**What to work on**
Extract from the entries below, exactly as given, only the lines from the line containing "point | a marker on each instance of the house" to the line containing "target | person in dark uniform shirt", both lines included.

**Working data**
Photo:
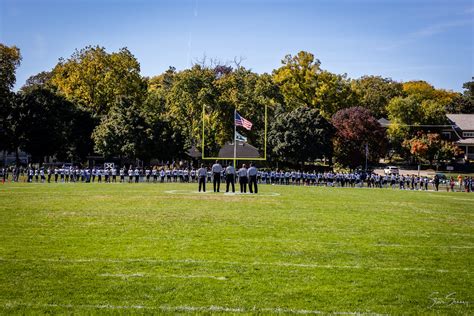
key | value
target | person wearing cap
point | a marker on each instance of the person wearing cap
(216, 175)
(243, 179)
(252, 176)
(202, 178)
(230, 177)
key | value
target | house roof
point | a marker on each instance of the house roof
(243, 150)
(463, 121)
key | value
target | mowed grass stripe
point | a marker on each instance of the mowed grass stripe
(308, 249)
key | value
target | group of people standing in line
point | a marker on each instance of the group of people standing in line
(249, 177)
(245, 176)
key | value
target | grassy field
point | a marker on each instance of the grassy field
(152, 248)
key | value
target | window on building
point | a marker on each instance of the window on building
(468, 134)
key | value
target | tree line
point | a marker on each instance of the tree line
(98, 102)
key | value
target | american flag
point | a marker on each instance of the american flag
(240, 121)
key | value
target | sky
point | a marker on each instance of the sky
(430, 40)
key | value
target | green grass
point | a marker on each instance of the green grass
(128, 248)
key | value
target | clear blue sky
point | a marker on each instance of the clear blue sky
(430, 40)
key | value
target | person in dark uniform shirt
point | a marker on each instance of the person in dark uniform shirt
(216, 175)
(230, 178)
(252, 176)
(202, 178)
(243, 179)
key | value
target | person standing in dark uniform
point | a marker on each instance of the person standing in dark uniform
(216, 175)
(202, 178)
(230, 178)
(252, 173)
(436, 182)
(243, 179)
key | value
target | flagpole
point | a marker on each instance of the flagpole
(235, 138)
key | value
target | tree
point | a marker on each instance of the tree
(38, 122)
(430, 147)
(304, 83)
(123, 131)
(40, 80)
(301, 135)
(463, 103)
(375, 92)
(94, 79)
(10, 59)
(357, 128)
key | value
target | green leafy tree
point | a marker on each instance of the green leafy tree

**Response below**
point | a marker on each instance of the house roof
(243, 150)
(463, 121)
key | value
target | mowed grass stripe
point | a marker on each instance of the mowed grass stripe
(308, 249)
key | value
target | group of people standing in line
point | a marker on each instance of the group of people standing in line
(249, 177)
(245, 176)
key | value
target | grassy field
point | a marker on each instance of the grassy field
(152, 248)
key | value
target | window on building
point | a marker on each instance of the window on building
(468, 134)
key | value
target | tree line
point | a marker on each instance of the tree line
(98, 102)
key | value
target | american flag
point | a marker on each instance of the american flag
(240, 121)
key | value
target | sky
point | a marker on each instance of the sky
(430, 40)
key | value
target | green grass
point | a marker on each instance of the green grass
(128, 248)
key | value
target | clear blue sky
point | a marker on each instance of the clear blue sky
(430, 40)
key | value
target | person in dark uniform shirt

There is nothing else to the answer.